[Extracted text]
* * * *
The front-runner is a revival of a plan the predates the office tower cluster scheme: a proposal from Italy-based ASTM Group that would wrap a 90-foot-tall rectangular glass entrance to Penn Station around the Reese’s peanut butter cup-shaped oval of Madison Square Garden.
According to the proposal, an aluminum and steel structure with glass facades and a glass roof will create two new light-filled train halls at Penn Station in a project that would be completed by the end of this decade.
Based on a rendering, upon the project’s completion MSG will resemble a gold poker chip sitting on a sparkling glass podium. The Theater at MSG, a 5,600-person venue attached to the Garden on the Eighth Avenue side, would be demolished to make way for the new train station entrance.
* * * *
[Short problem 1]
Answer these questions from the passage on the Penn Station proposal, one line each:
(a) Which company put forward the front-runner plan?
(b) How tall would the glass entrance to Penn Station be?
(c) How many people does the Theater at MSG hold?
* * * *
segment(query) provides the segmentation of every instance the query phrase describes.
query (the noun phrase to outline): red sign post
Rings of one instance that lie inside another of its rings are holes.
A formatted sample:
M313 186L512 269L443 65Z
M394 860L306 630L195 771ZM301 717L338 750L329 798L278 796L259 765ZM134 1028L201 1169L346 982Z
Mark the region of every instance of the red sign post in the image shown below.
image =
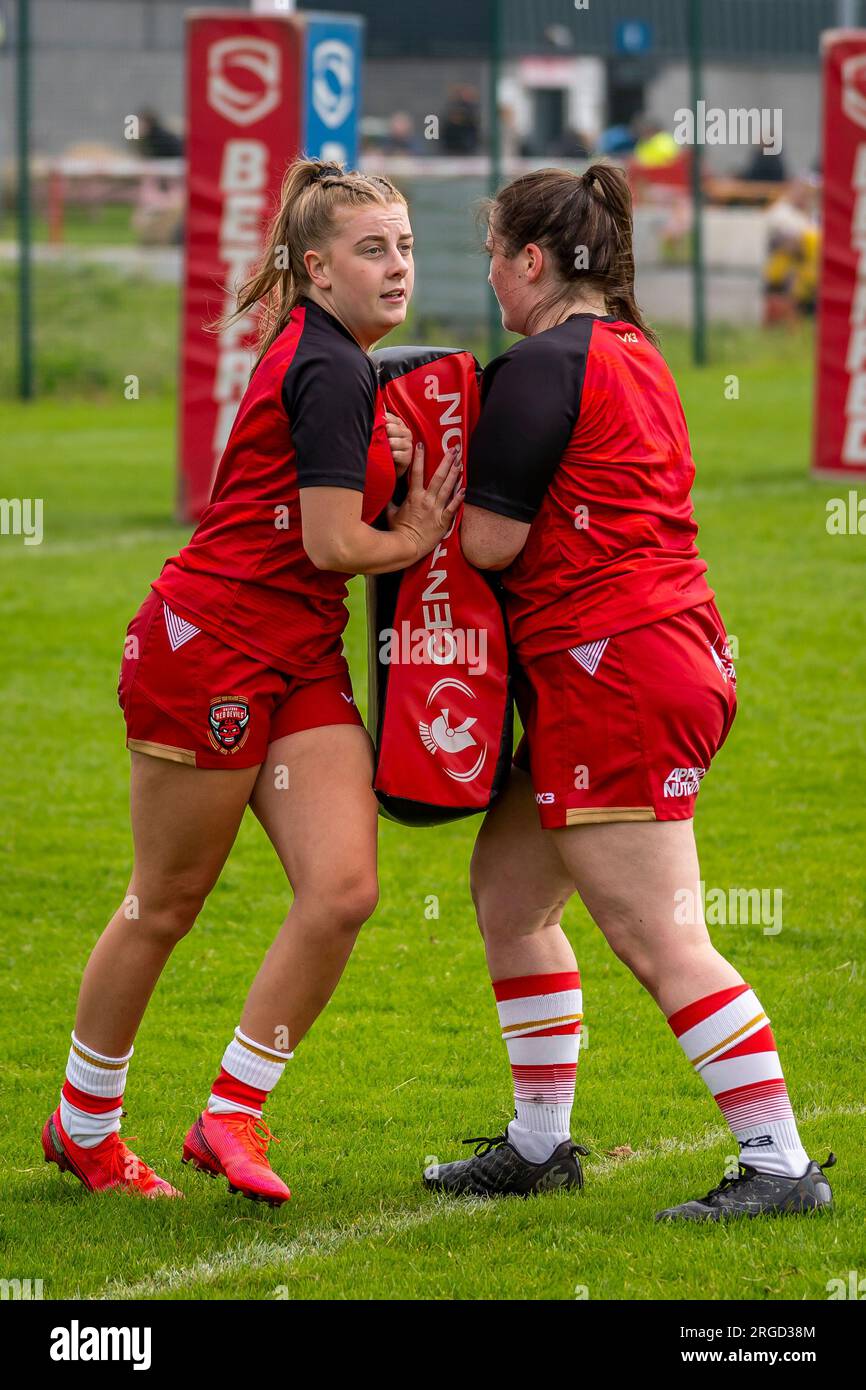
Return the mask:
M300 150L303 31L286 18L188 19L188 208L181 341L179 498L196 520L246 388L257 314L209 328L263 252L286 164Z
M866 31L822 36L823 243L816 475L866 477Z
* * * *
[Short problem 2] Echo the records above line for line, without any changes. Leave the pictures out.

[Exercise solution 1]
(a) ASTM Group, based in Italy
(b) 90 feet
(c) 5,600

[Exercise solution 2]
segment(query) provides the segmentation of every instance the query phrase describes.
query (the noun phrase to outline): red sign post
Rings of one instance that lie inside another of its rings are holes.
A formatted sample:
M313 186L512 269L443 65Z
M394 860L306 630L195 771ZM301 717L338 750L329 798L278 796L259 765ZM134 1028L201 1169L346 982Z
Mark the region of every instance of the red sign post in the image shown below.
image =
Return the mask:
M300 150L303 31L286 18L188 19L188 208L181 341L179 498L196 520L246 388L257 314L209 328L263 252L286 164Z
M866 31L822 36L823 243L816 475L866 477Z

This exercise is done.